Set exercise
Render all of the material below as a JSON list of strings, one string per line, omitting blank lines. Leave the pictures out of the output.
-------------------------
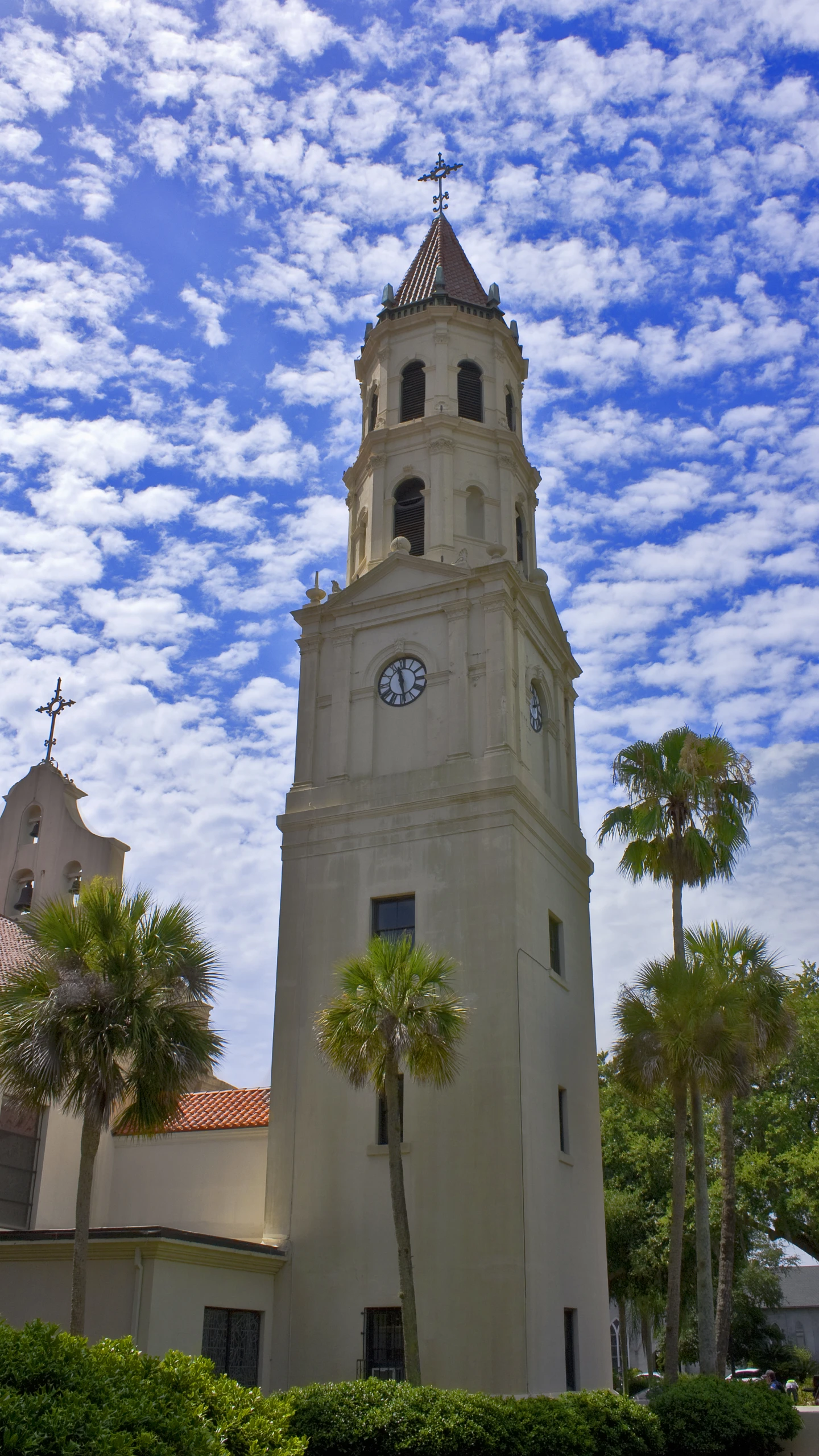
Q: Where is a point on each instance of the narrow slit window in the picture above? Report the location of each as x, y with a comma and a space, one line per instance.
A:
570, 1342
470, 391
408, 519
383, 1137
564, 1119
413, 391
556, 944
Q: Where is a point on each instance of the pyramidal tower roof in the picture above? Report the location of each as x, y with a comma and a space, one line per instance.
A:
441, 249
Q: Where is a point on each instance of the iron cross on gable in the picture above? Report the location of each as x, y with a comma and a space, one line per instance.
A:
439, 174
54, 708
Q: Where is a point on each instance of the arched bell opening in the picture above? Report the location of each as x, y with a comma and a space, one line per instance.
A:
470, 391
475, 513
408, 516
413, 391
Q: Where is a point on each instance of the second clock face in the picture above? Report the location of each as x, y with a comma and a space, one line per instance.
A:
402, 682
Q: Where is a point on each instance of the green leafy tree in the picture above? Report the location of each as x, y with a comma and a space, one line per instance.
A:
779, 1131
690, 800
106, 1022
396, 1008
676, 1034
741, 967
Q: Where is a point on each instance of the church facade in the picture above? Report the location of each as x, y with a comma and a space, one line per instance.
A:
436, 793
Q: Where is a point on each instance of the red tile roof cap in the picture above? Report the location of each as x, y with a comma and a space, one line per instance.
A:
212, 1111
441, 248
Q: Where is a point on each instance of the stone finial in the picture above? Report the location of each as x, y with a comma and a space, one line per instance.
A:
316, 593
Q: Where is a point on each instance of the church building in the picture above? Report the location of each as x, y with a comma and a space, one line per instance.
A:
436, 794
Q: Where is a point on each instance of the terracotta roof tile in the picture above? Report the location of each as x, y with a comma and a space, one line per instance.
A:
210, 1111
441, 248
15, 947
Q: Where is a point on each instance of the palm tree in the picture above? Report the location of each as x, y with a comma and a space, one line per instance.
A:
106, 1022
690, 800
741, 962
396, 1008
674, 1034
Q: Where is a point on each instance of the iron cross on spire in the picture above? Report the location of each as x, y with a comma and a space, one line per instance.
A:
54, 708
440, 172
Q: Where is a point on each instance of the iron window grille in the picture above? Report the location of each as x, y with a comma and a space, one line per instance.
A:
413, 392
383, 1344
393, 919
470, 392
410, 516
230, 1339
19, 1148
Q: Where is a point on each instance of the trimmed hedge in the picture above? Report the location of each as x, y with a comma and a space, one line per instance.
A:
702, 1416
387, 1418
59, 1397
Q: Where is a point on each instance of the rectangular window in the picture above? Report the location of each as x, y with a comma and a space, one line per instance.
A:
570, 1339
383, 1137
383, 1344
19, 1145
230, 1339
556, 944
564, 1119
393, 919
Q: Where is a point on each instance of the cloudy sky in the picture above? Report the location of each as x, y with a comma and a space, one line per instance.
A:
200, 209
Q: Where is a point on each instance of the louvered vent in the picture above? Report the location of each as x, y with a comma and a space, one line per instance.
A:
413, 391
410, 514
470, 392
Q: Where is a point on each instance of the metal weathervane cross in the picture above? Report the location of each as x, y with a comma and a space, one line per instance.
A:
54, 708
439, 174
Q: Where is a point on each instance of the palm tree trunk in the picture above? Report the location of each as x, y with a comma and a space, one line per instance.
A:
677, 919
728, 1232
676, 1238
623, 1344
406, 1283
706, 1329
89, 1144
648, 1343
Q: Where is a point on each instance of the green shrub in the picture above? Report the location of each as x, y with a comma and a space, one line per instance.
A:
59, 1397
702, 1416
386, 1418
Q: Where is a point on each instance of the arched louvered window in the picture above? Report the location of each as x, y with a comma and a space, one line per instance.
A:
470, 391
410, 514
413, 391
475, 513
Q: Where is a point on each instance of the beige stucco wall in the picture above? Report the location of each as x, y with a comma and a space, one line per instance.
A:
207, 1183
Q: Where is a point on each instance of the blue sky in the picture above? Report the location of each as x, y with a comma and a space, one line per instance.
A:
200, 209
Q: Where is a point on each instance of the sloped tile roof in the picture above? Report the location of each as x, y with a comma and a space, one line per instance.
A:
210, 1111
441, 248
15, 947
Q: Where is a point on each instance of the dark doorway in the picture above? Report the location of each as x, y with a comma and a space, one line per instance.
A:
383, 1344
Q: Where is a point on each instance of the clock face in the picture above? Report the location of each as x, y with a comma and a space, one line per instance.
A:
402, 682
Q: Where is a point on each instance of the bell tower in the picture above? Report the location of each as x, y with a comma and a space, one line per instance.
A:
436, 790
-------------------------
Reply
[
  "Q: Where is a point on each instance of the narrow slit window in the picture above? Report the location of each as x, y with a comma and a space, one line per instance.",
  "A:",
  "570, 1342",
  "470, 391",
  "408, 519",
  "383, 1137",
  "564, 1119",
  "413, 391",
  "556, 944",
  "Q: Where is a point on each instance of the pyramidal tower roof in the picture above? Report the location of each as x, y with a comma and a space, one line per instance.",
  "A:",
  "441, 249",
  "Q: Where is a point on each instance of the iron cross on gable in the picture above? Report the location of each as x, y with a comma and a space, one line per instance.",
  "A:",
  "439, 174",
  "54, 708",
  "Q: Where is a point on each instance of the arched bell opening in the picture above? Report the location of each as x, y with a comma and a space, one line per instance.",
  "A:",
  "470, 391",
  "475, 513",
  "408, 516",
  "413, 391",
  "Q: Where is a point on each instance of the second clock face in the picture above? Report the location of each as x, y with a comma and a space, one line per instance.",
  "A:",
  "402, 682",
  "Q: Where is a point on each instance of the green leafy tree in the picture above? Report the location of each as x, y with a comma and a space, one line per instance.",
  "A:",
  "779, 1131",
  "690, 800",
  "106, 1022",
  "396, 1008",
  "676, 1034",
  "741, 967",
  "Q: Where is a point on each instance of the church facade in the picture above? Report the location of each as x, y with a comma and a space, one line per instance.",
  "A:",
  "436, 793",
  "Q: Where is a point on each instance of the red tile roof cap in the picture above? Report the location of each as x, y with a comma and a space, one line per instance.",
  "A:",
  "212, 1111",
  "441, 248",
  "Q: Where is a point on each instance of the stone finial in the picture above? Report the location of each as x, y with a comma and a space, one line per instance.",
  "A:",
  "316, 593",
  "Q: Where is a point on each instance of the church building in the picture above? Report the location of each as x, y with a comma and a space, one line per instance.",
  "A:",
  "436, 794",
  "Q: Where is a point on each instance of the terracotta roof tile in the picture above? Report the location of each as x, y with a comma and a space, one line per instance.",
  "A:",
  "210, 1111",
  "441, 248",
  "15, 947",
  "Q: Where is a point on each instance of the palm tree in the picture above? Report the location of each as x, y with a comma and a space, one line per instance.",
  "A:",
  "106, 1022",
  "690, 800",
  "741, 962",
  "396, 1008",
  "674, 1034",
  "Q: Where is a point on each instance of the iron cross on spire in the picture above? Report the location of each as x, y with a comma and a space, one line per instance.",
  "A:",
  "54, 708",
  "440, 172",
  "Q: Where is a point on each instance of the iron window grille in the picture above? Report the location of each as x, y with a comma and a space, one line per instance.",
  "A:",
  "413, 392",
  "383, 1344",
  "393, 919",
  "470, 392",
  "410, 516",
  "230, 1339",
  "19, 1148",
  "Q: Where is a point on each instance of the trimmed hedge in the picture above? Report the location of each as x, y with a comma and a space, one line per instance.",
  "A:",
  "702, 1416",
  "387, 1418",
  "59, 1397",
  "Q: Where is a point on each instance of the rectangular window in the picture above? Report the location of each as x, y with a comma and a space, one line per instance.",
  "A:",
  "570, 1339",
  "383, 1137",
  "383, 1344",
  "19, 1145",
  "230, 1339",
  "556, 944",
  "564, 1119",
  "393, 919",
  "Q: Where is a point on each instance of the cloudy sky in the picture above? Report the location of each as x, y with a comma and a space, one line per instance.",
  "A:",
  "200, 209",
  "Q: Where is a point on each instance of the louvered vent in the picture above? Report the location of each as x, y with a comma and a space, one line per instance.",
  "A:",
  "413, 391",
  "410, 514",
  "470, 392",
  "Q: Where is a point on each instance of the metal weathervane cross in the picture above? Report the location of each as x, y with a comma and a space, one line per instance.",
  "A:",
  "54, 708",
  "439, 174",
  "Q: Where is a point on each instance of the palm tree trunk in the picture above? Report the location of each as x, y with a comma and a space, one line per instance.",
  "A:",
  "677, 919",
  "728, 1232",
  "676, 1238",
  "623, 1344",
  "406, 1283",
  "706, 1329",
  "89, 1144",
  "648, 1343",
  "Q: Where is a point on each instance of the green shrub in the picture above? Report the location of each as x, y with a comma and a space, one line per instance.",
  "A:",
  "59, 1397",
  "702, 1416",
  "386, 1418",
  "Q: Where is a point on each instance of the arched louvered window in the picture above? Report the location of each as x, y with a comma and a space, one line per instance.",
  "A:",
  "470, 391",
  "410, 514",
  "413, 391",
  "475, 513",
  "Q: Where is a point on each instance of the beige stucco wall in the picture above? Report the location of each as x, y with a comma and a space, one line per instance.",
  "A:",
  "207, 1183",
  "Q: Where is a point on each instance of the blue sky in the picture above? Report the location of each as x, y with a comma and a space, one line per instance.",
  "A:",
  "200, 209",
  "Q: Where is a point on each instance of the sloped tile roof in the picture above? Report the location of each as x, y with a comma and a space, one line per instance.",
  "A:",
  "210, 1111",
  "441, 248",
  "15, 947",
  "Q: Where is a point on each instance of the dark doorway in the picture above? Report the location of each as x, y with a comma and a space, one line per instance.",
  "A:",
  "383, 1344",
  "Q: Where is a point on each instance of the clock face in the picture above? Report the location of each as x, y with a comma and a space, one line per instance.",
  "A:",
  "402, 682",
  "Q: Where is a point on each instance of the bell tower in the picture above? Report the location of each as x, y with a comma and a space, one line per instance.",
  "A:",
  "436, 790"
]